Répondez, s'il vous plaît, à ces questions d'après le texte extrait ci-dessous :
1. Selon le texte, la royauté est-elle une dignité ou une hérédité ?
2. À quelle assemblée la chose publique sera-t-elle d'abord déférée ?
3. Pour quoi sont tenus ceux qui ont eu l'État sans aucun consentement du peuple ?

◆ TEXTE EXTRAIT:

*-*-*

En ce qui concerne la France « Prenons garde pourtant de laisser tout flotter dans le vague, ou d’abandonner le salut de la République à la pure volonté et à l’arbitraire d’un petit nombre, car qui nous garantit que les princes seront toujours justes et bons ? Il est donc utile et nécessaire, en cette occurrence comme dans les autres, de nous conformer et de nous limiter aux droits anciens et à la règle (…) la royauté – comme la présidence républicaine – est une dignité et non une hérédité (…) Quoi donc me dira-t-on, est-ce que la chose publique restera dépourvue de directeur et exposée à l’anarchie ? Non, certes car elle sera d’abord déférée à l’assemblée des états généraux, moins pour qu’ils l’administrent par eux-mêmes, que pour mettre à la tête les gens qu’ils jugeront plus dignes.
Je veux que vous conveniez que l’État est la chose du peuple, qu’il l’a confiée aux dirigeants, et que ceux qui l’ont eue par force ou autrement, sans aucun consentement du peuple, sont censés usurpateurs du bien d’autrui. »

*-*-*

◆ LES DONNÉES:
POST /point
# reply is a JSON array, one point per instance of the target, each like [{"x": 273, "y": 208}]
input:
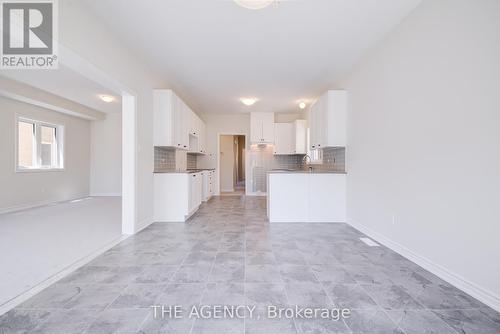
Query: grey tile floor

*-*-*

◆ SOLUTION RÉDIGÉE:
1. Une dignité et non une hérédité.
2. À l'assemblée des états généraux.
3. Ils sont censés usurpateurs du bien d'autrui.